* Passage shown *
************

Interviews - one of the main problems with surveys and questionnaires is that you cannot verify ambiguous answers and cannot follow up on missing ones. Interviews with a selected group of customers can address this problem because it gives you freedom to clarify ambiguous answers and add impromptu questions to further elaborate on interesting answers. Interviews allow you to drill deep into customers’ perspectives and gain valuable insights.

The main downside of interviews is that it takes a long time to conduct: from the process of looking for willing interviewees to actual interviews, it can take weeks or months. Additionally, not all interviewees are willing to answer all the questions you may ask them, which can be a bit frustrating. The most important thing you shouldn’t forget to do during interviews is to respect your interviewee. This will help loosen some of the restraint they may have during the interview. 

Online analytics - users generate a lot of data even if they only stayed in your online store for a few seconds. Make sure that you have set up tools for tracking their interactions with your online store, ads, and even marketing campaigns. They tend to generate a huge amount of data that you can find useful in your analysis. 

The new Lido app allows you to collect these analytics through integrations with several marketing and e-Commerce services such as Shopify and Facebook Ads. It not only collects data but also condenses them to your chosen KPIs so you can skip the messier steps of data analysis. Get started for free here. 

Social media monitoring - nowadays it is easier to monitor your brand perception due to the ubiquity of social media networks. Billions now use them, and one main use of social media is to talk about brands (positively or negatively). Tools now exist for you to track the posts about your brand and business. These tools crawl social media sites for a certain keyword, group of keywords, or hashtags, and put them in a database where you can do sophisticated analysis.

Beyond the constraints of the problem, you should continuously do social media monitoring in order to watch in real-time how your brand fares in comparison to competition. BigCommerce lists more benefits of real-time social media monitoring:

  • React in real time with consumers on social media platforms
  • Determine how select demographics feel about your brand
  • Use positive feedback in marketing, etc.
  • Use negative feedback to correct errors in your business
  • Build brand credibility and authenticity
  • Refine marketing spending by eliminating channels with the lowest or worst engagement levels
  • See which social media marketing campaigns are performing the best and the worst
  • Calculate return on investment through advanced reporting capabilities

There are two more things you should remember while collecting data: ethics and privacy. Chances are, the data you collect contain personal information that can negatively affect the lives of your customers if leaked. You should therefore do as much as you can to ensure that the data is collected ethically, and that the data collected is securely stored. If you are unsure, the best way to start is to put yourself in the customers’ perspective: 

How would you feel if your personal data was harvested without your consent? How would you feel if your personal data can easily be accessed by hackers? 

Regulations regarding data ethics and privacy have started to be implemented across the world. Pay attention to it, and if possible, go a step further. This will help improve the perception of your brand and business. 

Cleaning the data


Cleaning the data has several steps and takes a significant amount of time. Data cleaning, however, ensures that the data can be easily processed by data analysis algorithms and will serve to minimize errors due to ambiguity.
Cleaning the data has several steps and takes a significant amount of time. Data cleaning, however, ensures that the data can be easily processed by data analysis algorithms and will serve to minimize errors due to ambiguity.


You would first encounter a combination of structure and unstructured data. Structured data is easy to process as it is highly organized and stored systematically in databases. It is, therefore, easy to process by automated algorithms. Unstructured data is hard to process as conventional algorithms of data processing cannot be applied to it. While unstructured data requires sophisticated algorithms to process, unstructured data offer the biggest and deepest amount of information possible, as they give you deep insights useful for your business.

************

* Information provided *
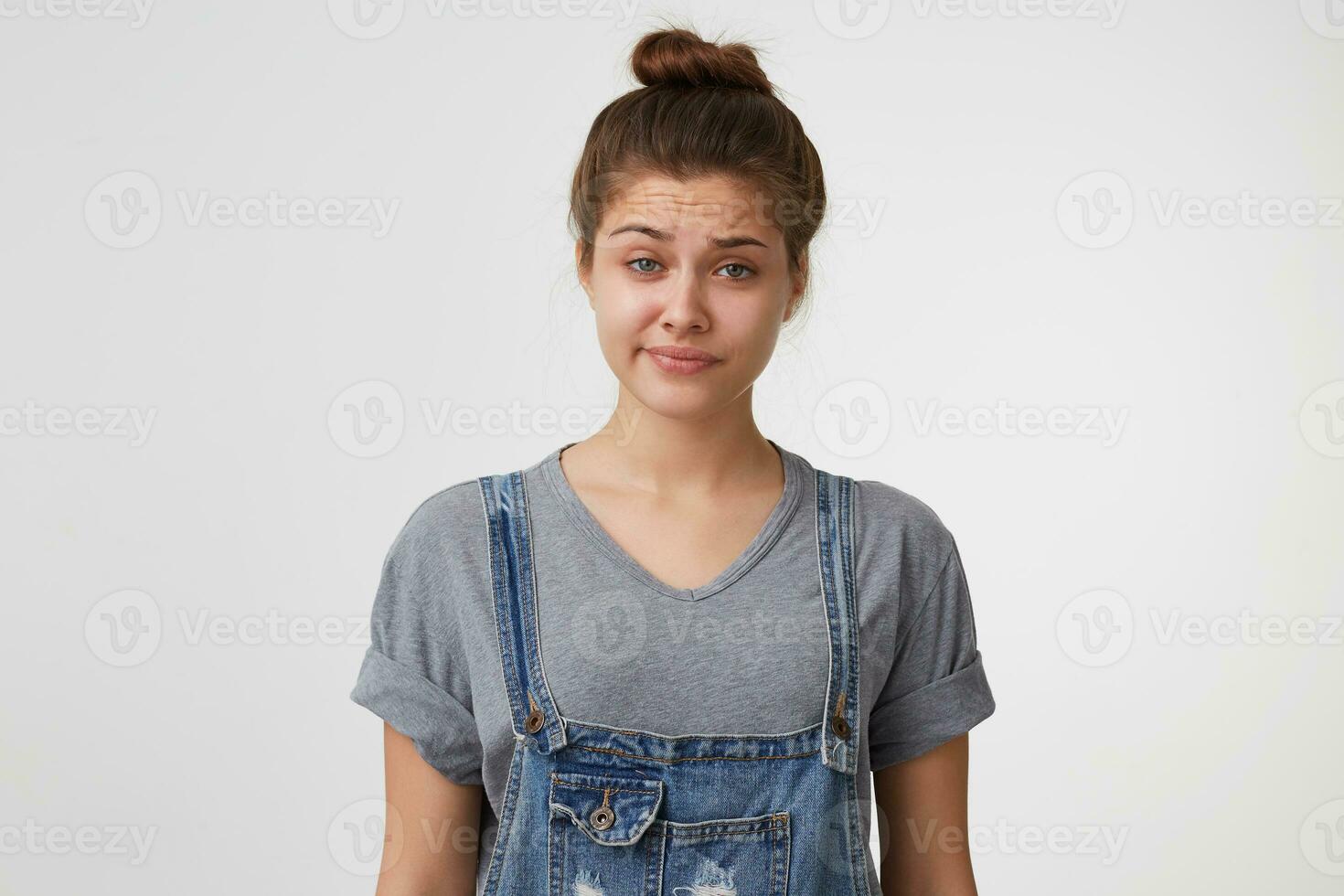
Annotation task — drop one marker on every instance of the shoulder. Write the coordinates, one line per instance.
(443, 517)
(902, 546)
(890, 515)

************

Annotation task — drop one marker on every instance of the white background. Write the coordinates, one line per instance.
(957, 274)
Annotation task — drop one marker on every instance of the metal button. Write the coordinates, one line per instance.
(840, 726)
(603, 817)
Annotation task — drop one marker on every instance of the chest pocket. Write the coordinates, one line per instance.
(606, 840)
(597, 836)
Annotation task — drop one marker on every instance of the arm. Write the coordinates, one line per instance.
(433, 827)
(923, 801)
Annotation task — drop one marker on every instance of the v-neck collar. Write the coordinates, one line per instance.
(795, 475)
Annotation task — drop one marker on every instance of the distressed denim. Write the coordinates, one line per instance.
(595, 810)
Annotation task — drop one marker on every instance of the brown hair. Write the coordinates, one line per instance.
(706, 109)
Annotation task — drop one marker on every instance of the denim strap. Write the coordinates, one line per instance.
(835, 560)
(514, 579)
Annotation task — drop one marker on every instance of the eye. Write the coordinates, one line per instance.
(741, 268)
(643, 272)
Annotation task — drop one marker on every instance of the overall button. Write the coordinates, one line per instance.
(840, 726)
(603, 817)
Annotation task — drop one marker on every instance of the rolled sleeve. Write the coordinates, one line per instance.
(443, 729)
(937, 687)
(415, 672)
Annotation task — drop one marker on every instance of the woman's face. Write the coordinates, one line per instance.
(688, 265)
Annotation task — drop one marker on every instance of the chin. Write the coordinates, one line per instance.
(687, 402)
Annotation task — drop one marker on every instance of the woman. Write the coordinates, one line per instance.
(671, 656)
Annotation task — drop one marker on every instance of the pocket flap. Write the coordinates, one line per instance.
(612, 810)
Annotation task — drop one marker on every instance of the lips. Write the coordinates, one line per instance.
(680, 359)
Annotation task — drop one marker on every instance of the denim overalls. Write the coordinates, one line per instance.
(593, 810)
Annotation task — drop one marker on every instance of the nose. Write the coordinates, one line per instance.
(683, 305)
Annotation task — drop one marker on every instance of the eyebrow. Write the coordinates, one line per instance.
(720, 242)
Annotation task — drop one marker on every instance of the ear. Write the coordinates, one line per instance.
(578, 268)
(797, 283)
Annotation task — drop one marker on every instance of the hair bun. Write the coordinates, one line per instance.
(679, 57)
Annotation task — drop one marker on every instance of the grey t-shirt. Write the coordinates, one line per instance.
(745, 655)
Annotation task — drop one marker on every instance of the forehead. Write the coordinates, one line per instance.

************

* Problem statement *
According to the passage on collecting business data, what two things should you remember while collecting data? The listing plays no part in this work.

* Finished task *
Ethics and privacy.